From 81.28 lows the cash Dollar again advanced with a second assault on the 85.39 highs - yet only reaching 85.32 highs.
The Dollar price movement from 85.39 highs to 81.28 lows back to 85.32 highs formed the ‘cup.’
The most important feature of this cup formation is the ‘handle’ because when the breakout occurs above the cup, a major move is imminent.
The ‘handle’ was formed from 85.32 highs to 83.36 lows.
On 5/12/05, the cash Dollar advanced, breaching the cups highs of 85.39.
Once the cash Dollar posted a close above 85.39 highs, the buy signal was given.
WHAT IS THE TRADING OBJECTIVE OF THE U.S. DOLLAR?
Our short-term objective will be 87.21
Our intermediate objective will be 89.60
Our long-term objective will be 90.46.
If the U.S. Dollar posts a close above 1994 high’s of 92.29 would suggest a policy change has occurred.
WHAT WERE TRADERS ADVISED TO DO?
Traders were advised to not trade the Dollar because of low volume. However, they were advised to establish various positions based on the Dollars direction and influence.
Positions established could be products that move opposite the Dollar - such as currencies ranging from the Euro, Swiss, Pound, Yen, Gold, Silver or products that move in tandem with the Dollar - such as the Nasdaq 100, S&P 500, and Dow Jones.
WHAT SHOULD TRADERS DO NEXT WEEK?

──────────────────────────────

# DIRECTIVE 1:
Reproduce the entries word for word, from their start through the line that contains "[[251, 509], [404, 521], [616, 501]]", including both ends.
The text and the entries have no connection to each other.

# PROVIDED INFORMATION:
──────────────────────────────

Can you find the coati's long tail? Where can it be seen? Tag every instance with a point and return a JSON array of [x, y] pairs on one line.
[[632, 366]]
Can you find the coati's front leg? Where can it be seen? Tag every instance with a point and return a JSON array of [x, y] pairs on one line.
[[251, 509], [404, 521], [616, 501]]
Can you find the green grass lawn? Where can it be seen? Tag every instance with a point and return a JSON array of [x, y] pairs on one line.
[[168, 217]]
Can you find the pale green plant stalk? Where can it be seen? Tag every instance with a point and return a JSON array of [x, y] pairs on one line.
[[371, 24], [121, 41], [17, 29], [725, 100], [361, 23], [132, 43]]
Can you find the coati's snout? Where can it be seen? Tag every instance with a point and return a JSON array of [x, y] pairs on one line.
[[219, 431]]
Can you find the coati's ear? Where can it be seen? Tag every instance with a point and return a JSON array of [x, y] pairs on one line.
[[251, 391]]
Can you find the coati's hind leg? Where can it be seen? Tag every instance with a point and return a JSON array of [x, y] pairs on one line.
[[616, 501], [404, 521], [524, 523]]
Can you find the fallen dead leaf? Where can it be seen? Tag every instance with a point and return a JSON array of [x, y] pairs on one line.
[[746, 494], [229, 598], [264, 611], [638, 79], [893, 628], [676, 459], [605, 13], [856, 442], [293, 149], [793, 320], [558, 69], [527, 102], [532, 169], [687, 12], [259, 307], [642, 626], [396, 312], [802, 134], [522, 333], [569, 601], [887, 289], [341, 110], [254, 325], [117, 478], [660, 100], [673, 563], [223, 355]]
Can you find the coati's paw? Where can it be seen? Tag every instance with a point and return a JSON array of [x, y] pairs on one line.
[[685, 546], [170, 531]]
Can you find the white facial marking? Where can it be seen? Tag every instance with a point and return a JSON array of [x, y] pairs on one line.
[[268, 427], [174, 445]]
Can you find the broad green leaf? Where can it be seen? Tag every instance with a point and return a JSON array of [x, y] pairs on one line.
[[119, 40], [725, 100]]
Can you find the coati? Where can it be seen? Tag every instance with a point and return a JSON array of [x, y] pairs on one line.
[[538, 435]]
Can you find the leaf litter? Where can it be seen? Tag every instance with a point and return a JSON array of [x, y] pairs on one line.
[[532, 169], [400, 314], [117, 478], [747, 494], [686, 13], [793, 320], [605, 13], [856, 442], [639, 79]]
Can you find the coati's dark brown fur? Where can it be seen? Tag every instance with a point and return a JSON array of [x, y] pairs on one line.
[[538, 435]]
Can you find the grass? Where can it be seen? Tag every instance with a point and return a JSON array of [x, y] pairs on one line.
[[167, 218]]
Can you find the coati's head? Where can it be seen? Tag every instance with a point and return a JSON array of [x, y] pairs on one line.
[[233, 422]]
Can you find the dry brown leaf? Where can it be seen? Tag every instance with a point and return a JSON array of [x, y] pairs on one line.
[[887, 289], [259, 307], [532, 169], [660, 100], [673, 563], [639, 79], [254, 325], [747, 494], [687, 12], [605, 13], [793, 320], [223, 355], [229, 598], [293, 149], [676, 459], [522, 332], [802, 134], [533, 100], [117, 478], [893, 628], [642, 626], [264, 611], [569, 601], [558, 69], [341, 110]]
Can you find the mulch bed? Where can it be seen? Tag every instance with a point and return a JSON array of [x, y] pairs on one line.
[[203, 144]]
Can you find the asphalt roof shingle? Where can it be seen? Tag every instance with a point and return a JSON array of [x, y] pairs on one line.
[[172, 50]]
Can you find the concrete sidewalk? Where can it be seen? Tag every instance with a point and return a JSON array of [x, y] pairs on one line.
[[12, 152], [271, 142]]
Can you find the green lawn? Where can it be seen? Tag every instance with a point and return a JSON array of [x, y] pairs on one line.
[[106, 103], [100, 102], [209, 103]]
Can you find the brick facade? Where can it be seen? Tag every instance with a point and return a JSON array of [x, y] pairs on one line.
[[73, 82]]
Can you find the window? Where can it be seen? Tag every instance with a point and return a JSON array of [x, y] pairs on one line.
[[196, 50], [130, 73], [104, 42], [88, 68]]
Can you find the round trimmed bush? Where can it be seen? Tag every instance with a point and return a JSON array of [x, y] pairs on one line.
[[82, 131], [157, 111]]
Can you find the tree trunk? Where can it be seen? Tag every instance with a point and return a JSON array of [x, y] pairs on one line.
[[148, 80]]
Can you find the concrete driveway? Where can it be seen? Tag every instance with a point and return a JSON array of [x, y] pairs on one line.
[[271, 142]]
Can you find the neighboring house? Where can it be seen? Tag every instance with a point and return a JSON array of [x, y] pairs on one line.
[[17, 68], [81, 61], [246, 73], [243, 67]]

──────────────────────────────

# DIRECTIVE 2:
According to the U.S. Dollar commentary, what is the intermediate objective for the Dollar?

# EXERCISE OUTPUT 1:
Can you find the coati's long tail? Where can it be seen? Tag every instance with a point and return a JSON array of [x, y] pairs on one line.
[[632, 366]]
Can you find the coati's front leg? Where can it be seen? Tag every instance with a point and return a JSON array of [x, y] pairs on one line.
[[251, 509], [404, 521], [616, 501]]

# EXERCISE OUTPUT 2:
The intermediate objective is 89.60.